Given problem 1
Find every line in the entries that contains the word "mask" and copy each of those lines.
Given problem 2
Continue the article on jury selection for the Chauvin trial, starting right after its last sentence.

Document text start

At Chauvin trial, some in jury pool have sharp views on case involving George Floyd’s death
The long process of jury selection for a former Minneapolis police officer charged in George Floyd’s death began Tuesday with three jurors picked and six others in the pool dismissed, including some who said they would not be able to set aside their views on what happened.
One woman who was dismissed said: “I definitely have strong opinions about the case. I think I can try to be impartial — I don’t know that I can promise impartiality.”
The three jurors who were selected — two men and one woman — all said they had heard some details about the case against Derek Chauvin but would be able to put aside what they heard or opinions they had formed and make a decision based on evidence in court. One of the selected jurors said he hadn’t seen the widely viewed bystander video of Floyd’s arrest at all, while the others described seeing it minimally.
One woman who saw the video said she doesn’t understand why Chauvin didn’t get up when Floyd said he couldn’t breathe.
“That’s not fair, because we are humans, you know?” she said. She too was dismissed.
The exchanges among potential jurors, attorneys and the judge illustrate the challenges in seating a jury in such a well-known case. In addition to asking questions about their ability to keep an open mind, attorneys asked about how they resolve conflicts, their views on the criminal justice system, and whether they felt safe serving on the jury. One potential juror expressed anxiety over the divisiveness of the case, while another feared his family could be targeted; both were dismissed.
Hennepin County Judge Peter Cahill set aside at least three weeks for jury selection. Opening statements are scheduled no sooner than March 29.

Document text end
Dataset records start

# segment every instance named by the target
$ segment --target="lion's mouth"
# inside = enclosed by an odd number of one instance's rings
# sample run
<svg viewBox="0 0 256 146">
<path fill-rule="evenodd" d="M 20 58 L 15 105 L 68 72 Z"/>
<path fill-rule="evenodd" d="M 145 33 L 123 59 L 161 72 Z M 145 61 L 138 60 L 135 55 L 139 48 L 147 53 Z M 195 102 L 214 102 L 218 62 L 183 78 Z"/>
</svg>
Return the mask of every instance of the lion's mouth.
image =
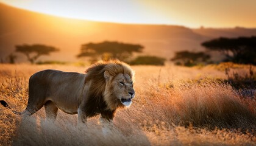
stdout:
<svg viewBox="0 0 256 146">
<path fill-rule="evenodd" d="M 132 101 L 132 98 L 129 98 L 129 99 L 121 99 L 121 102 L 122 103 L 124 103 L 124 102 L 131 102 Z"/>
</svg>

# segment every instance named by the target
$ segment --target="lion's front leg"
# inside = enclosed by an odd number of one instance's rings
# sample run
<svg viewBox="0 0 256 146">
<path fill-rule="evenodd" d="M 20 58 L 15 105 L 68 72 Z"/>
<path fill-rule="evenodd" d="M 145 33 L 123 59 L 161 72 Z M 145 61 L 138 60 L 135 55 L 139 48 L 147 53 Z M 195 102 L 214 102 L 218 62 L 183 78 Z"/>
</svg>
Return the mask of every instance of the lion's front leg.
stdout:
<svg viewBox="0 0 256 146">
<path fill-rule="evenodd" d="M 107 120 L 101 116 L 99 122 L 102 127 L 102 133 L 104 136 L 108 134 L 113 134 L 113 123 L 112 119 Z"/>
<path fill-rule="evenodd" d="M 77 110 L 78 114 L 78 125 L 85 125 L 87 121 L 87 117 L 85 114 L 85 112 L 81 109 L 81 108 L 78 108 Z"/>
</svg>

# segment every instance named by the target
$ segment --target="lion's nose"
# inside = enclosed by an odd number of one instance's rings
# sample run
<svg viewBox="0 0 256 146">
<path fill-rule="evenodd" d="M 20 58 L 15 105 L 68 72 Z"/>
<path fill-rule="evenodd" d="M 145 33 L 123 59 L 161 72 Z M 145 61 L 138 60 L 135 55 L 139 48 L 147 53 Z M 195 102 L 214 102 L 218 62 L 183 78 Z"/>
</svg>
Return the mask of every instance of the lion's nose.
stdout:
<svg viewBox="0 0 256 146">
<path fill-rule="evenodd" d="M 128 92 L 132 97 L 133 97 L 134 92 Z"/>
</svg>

Dataset records end

Result 1
Return the mask of every instance of the lion's mouth.
Return the mask of every instance of the lion's front leg.
Return the mask of every instance of the lion's nose.

Result 2
Chauvin is charged with second-degree murder and manslaughter in Floyd’s death, and jury selection is proceeding despite uncertainty over whether a third-degree murder charge will be added. The state has asked the Minnesota Court of Appeals to stop proceedings until that’s resolved, which could mean a delay of weeks or months.
Floyd died on May 25 after Chauvin, who is white, pressed his knee against the Black man’s neck for about nine minutes. Floyd’s killing sparked sometimes violent protests in Minneapolis and beyond, leading to a nationwide reckoning on race.
Chauvin and three other officers were fired; the others face an August trial on aiding and abetting charges.
The first man who was selected to serve on the jury, a chemist who says he works to find facts and thinks analytically, said he has never watched the video of Floyd’s arrest but that he has seen a still image from the video. When asked whether he could decide the case based on the evidence, he said, “I’d rely on what I hear in court.”
The man, whom prosecutors said identifies as white, said he supports the Black Lives Matter movement but views the organization itself unfavorably. He also has an unfavorable view of the pro-police Blue Lives Matter movement. He said everyone should matter the same.
“The whole point of that is that all lives should matter equally, and that should include police,” he said.
A woman who was selected described herself as a “go-with-the-flow” person who could talk with anyone about anything. The woman, who is related to a police officer in greater Minnesota, said she initially had a negative perception of Chauvin because of what she saw in the bystander video, but said she doesn’t know him and could be proved wrong.
“That video just makes you sad,” said the woman, who appears to be biracial, according to a pool reporter in the courtroom. “Nobody wants to see somebody die, whether it was his fault or not.”
She said that there could be many reasons why Chauvin would pin Floyd to the ground, and that while she has heard Floyd had drugs in his system when he died, she understands that may not have been a factor in his death.
The third juror selected, an auditor who a pool reporter said appeared to be white, also told the court he would be open-minded. When asked how he resolves conflicts on teams at work, he said: “We use more facts over emotions in those cases.”
Chauvin’s attorney, Eric Nelson, exercised two of his 15 peremptory challenges on potential jurors who identify as Latino, which led prosecutors to object that the jurors were being rejected because of their race. Cahill disagreed, noting that the second Latino juror to be dismissed had martial arts experience and referred to Chauvin’s restraint as an “illegal” move. The judge said that man made it clear he would stick to his opinions until someone told him otherwise, improperly shifting the burden of proof to the defense.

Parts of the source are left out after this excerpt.